> **DIRECTIVE**:
Locate every line in the material below that contains the word "dark", and copy each of those lines in full.
# start of RECORDS TO USE
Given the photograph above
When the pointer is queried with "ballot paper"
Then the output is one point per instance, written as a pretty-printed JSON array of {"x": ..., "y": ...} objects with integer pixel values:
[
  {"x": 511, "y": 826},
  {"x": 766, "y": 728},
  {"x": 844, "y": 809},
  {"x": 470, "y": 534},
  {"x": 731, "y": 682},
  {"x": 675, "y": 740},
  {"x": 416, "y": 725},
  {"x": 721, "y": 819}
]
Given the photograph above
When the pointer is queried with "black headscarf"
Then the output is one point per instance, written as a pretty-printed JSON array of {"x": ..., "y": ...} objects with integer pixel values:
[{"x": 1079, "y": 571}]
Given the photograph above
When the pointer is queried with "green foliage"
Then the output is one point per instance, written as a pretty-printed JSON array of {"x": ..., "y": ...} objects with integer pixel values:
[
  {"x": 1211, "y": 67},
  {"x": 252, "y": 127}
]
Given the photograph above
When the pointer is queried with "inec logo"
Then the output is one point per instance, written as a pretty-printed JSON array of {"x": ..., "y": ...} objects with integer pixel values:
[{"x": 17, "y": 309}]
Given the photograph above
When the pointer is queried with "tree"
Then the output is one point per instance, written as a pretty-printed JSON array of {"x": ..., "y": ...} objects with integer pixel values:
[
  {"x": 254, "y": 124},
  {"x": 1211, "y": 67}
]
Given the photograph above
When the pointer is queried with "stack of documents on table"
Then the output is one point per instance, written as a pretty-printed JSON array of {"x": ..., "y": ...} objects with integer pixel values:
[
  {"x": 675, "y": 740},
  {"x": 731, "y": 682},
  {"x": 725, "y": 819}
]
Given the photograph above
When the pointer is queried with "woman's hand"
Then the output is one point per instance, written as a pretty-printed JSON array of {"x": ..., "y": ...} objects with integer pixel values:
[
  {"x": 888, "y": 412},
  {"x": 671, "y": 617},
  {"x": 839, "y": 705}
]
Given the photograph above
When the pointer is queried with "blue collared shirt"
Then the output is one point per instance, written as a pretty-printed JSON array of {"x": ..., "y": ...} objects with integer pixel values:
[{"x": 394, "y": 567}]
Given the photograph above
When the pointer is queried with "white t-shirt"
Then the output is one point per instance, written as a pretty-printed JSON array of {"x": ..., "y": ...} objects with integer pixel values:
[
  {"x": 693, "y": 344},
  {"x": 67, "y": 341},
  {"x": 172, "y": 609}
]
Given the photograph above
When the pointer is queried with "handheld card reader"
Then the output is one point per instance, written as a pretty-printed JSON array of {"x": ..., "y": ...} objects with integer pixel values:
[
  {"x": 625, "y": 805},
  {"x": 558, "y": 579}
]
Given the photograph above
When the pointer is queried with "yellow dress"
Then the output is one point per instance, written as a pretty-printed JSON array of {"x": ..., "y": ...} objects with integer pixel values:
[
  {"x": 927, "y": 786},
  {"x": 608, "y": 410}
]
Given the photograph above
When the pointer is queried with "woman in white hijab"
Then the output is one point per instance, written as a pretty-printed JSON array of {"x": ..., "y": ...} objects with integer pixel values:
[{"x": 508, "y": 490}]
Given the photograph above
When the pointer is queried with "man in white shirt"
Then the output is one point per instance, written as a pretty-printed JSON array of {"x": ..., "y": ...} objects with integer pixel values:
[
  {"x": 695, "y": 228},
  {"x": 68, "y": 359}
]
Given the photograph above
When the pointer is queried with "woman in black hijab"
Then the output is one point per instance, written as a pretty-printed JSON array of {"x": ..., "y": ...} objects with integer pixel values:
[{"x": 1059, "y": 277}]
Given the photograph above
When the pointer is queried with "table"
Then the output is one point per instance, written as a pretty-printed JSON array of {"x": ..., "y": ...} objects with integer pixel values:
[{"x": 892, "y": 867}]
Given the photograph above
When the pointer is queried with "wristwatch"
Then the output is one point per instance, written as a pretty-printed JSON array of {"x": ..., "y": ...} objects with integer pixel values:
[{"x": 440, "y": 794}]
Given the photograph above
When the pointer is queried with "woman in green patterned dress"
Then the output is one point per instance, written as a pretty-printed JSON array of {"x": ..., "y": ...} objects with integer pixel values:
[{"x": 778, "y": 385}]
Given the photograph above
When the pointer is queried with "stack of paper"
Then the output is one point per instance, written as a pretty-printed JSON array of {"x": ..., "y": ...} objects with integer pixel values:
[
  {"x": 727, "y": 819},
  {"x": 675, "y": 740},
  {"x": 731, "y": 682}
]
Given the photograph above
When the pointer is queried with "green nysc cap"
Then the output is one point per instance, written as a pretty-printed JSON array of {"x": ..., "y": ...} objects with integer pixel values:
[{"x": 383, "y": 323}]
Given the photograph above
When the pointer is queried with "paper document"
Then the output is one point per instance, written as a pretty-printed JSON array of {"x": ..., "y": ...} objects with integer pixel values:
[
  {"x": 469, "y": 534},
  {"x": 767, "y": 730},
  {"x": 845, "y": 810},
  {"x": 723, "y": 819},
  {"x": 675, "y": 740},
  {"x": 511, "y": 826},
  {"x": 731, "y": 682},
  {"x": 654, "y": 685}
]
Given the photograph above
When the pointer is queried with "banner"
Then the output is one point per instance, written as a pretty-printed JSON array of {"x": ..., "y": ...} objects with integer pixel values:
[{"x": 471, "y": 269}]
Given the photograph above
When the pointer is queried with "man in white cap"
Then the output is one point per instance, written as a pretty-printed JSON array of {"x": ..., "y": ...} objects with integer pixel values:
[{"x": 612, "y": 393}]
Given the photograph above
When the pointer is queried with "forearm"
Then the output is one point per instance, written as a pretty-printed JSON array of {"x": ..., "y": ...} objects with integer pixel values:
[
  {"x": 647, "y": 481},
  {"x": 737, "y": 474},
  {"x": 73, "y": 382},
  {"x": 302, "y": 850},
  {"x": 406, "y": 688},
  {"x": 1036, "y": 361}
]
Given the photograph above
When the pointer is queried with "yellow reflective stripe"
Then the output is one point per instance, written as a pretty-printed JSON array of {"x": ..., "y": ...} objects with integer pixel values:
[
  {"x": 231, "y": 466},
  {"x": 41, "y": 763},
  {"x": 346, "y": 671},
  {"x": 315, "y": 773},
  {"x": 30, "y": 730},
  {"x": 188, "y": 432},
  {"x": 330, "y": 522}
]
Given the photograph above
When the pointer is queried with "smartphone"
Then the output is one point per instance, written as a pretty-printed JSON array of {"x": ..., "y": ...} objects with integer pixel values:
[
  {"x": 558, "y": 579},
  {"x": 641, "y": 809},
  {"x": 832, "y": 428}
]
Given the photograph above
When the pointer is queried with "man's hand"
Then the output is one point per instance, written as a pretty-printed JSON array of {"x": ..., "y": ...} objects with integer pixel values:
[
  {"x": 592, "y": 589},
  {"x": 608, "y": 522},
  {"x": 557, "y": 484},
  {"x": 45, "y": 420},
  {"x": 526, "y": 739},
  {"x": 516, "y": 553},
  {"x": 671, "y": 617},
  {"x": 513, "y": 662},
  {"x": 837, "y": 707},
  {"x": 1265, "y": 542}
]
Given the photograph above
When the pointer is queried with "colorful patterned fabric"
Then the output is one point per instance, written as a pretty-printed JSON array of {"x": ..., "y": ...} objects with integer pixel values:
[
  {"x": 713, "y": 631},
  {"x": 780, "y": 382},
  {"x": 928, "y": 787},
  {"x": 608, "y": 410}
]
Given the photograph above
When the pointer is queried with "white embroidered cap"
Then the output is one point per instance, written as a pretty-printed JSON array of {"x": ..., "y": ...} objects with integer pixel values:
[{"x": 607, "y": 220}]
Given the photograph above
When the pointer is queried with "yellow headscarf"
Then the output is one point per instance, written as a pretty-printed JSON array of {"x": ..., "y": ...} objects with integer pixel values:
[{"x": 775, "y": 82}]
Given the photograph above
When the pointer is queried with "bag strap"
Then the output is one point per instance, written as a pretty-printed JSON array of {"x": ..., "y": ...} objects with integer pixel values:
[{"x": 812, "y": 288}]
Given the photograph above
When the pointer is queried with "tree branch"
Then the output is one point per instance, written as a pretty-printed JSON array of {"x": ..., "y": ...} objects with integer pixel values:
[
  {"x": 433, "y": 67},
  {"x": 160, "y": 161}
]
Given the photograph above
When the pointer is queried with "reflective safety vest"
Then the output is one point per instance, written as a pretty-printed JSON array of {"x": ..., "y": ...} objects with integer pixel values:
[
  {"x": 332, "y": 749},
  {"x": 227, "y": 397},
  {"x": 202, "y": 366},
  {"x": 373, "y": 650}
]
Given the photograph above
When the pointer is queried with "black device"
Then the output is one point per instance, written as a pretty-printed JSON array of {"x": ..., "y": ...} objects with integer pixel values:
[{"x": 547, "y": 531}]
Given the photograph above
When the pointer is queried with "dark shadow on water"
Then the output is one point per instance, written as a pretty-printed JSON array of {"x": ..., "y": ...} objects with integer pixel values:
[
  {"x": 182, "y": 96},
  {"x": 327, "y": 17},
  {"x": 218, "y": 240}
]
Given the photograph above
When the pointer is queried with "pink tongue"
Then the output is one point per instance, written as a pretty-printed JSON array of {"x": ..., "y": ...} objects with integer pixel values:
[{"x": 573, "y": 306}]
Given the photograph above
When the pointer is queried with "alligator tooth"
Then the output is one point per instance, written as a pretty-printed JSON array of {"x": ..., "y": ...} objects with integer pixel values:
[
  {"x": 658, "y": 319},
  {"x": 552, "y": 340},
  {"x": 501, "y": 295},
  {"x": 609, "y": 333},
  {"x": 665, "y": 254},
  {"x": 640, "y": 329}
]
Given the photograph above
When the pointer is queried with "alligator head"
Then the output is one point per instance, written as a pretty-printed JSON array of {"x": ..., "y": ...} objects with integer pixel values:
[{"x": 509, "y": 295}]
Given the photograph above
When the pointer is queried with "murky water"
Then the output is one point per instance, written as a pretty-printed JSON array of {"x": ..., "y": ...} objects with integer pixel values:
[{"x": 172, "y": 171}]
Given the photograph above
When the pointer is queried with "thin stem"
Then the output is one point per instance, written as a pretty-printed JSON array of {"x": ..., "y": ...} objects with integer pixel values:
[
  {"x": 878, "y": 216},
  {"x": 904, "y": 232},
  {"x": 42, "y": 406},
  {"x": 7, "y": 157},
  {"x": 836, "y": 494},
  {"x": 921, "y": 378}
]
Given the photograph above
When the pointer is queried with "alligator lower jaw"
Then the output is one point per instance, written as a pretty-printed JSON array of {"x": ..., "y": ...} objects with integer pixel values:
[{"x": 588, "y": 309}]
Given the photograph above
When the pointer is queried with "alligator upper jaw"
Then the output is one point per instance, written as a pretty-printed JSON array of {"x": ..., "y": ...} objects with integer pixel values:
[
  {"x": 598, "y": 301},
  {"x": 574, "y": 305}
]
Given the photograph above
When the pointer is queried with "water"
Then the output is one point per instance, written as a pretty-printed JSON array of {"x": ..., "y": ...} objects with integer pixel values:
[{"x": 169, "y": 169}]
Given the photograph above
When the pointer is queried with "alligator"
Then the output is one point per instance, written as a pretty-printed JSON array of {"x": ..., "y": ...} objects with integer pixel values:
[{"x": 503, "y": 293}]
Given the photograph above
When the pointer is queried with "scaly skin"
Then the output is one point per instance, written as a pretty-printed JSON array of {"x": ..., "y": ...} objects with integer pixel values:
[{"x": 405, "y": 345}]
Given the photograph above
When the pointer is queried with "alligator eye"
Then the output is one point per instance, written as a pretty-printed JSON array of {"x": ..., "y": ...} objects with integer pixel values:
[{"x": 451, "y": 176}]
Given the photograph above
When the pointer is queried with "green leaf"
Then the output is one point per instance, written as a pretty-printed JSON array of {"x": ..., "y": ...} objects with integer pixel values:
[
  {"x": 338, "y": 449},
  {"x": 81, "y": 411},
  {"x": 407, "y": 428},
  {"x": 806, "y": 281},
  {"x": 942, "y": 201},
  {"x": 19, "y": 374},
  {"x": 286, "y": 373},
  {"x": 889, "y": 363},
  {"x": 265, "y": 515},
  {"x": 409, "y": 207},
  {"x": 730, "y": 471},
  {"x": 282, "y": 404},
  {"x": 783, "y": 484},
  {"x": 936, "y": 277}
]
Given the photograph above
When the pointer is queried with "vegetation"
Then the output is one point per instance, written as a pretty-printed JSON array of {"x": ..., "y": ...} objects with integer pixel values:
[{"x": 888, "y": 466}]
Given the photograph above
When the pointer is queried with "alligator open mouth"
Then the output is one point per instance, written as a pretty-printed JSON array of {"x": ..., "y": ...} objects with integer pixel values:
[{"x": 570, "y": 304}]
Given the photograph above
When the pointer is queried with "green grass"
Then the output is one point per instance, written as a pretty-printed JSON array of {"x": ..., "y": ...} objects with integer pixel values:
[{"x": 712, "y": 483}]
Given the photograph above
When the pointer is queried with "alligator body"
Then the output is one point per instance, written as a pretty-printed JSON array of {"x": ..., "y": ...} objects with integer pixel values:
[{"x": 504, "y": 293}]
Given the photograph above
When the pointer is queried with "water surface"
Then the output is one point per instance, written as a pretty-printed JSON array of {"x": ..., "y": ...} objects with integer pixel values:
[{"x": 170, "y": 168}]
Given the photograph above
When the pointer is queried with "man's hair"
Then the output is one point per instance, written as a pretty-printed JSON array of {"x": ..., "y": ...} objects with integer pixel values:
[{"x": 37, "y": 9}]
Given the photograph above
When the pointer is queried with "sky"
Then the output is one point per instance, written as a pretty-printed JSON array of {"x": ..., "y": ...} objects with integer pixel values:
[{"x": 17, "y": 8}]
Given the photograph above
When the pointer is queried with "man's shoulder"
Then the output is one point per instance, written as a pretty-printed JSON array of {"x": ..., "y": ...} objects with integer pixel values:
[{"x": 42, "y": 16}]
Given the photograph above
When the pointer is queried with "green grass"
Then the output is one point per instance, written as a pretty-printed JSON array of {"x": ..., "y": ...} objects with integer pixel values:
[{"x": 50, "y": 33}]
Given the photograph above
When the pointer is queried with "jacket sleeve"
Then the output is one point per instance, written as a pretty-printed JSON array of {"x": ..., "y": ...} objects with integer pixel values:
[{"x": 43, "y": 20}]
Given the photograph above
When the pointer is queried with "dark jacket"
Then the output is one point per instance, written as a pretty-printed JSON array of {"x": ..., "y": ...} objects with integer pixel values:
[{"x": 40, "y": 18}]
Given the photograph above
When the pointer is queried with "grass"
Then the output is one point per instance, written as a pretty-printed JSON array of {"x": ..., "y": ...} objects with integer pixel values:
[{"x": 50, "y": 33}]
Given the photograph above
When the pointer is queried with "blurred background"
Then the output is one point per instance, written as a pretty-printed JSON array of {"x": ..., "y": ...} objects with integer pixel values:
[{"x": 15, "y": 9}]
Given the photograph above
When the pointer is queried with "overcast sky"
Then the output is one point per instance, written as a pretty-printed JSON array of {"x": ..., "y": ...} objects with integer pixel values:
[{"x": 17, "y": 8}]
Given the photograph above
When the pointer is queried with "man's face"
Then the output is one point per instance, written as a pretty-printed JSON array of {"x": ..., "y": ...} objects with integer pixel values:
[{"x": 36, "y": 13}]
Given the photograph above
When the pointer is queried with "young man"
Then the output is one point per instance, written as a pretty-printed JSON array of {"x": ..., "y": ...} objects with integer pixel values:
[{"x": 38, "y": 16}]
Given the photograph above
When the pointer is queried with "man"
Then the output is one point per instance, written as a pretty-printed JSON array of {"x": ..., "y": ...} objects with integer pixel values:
# end of RECORDS TO USE
> **SOLUTION BELOW**:
When the pointer is queried with "dark shadow on water"
When the pointer is queried with "dark jacket"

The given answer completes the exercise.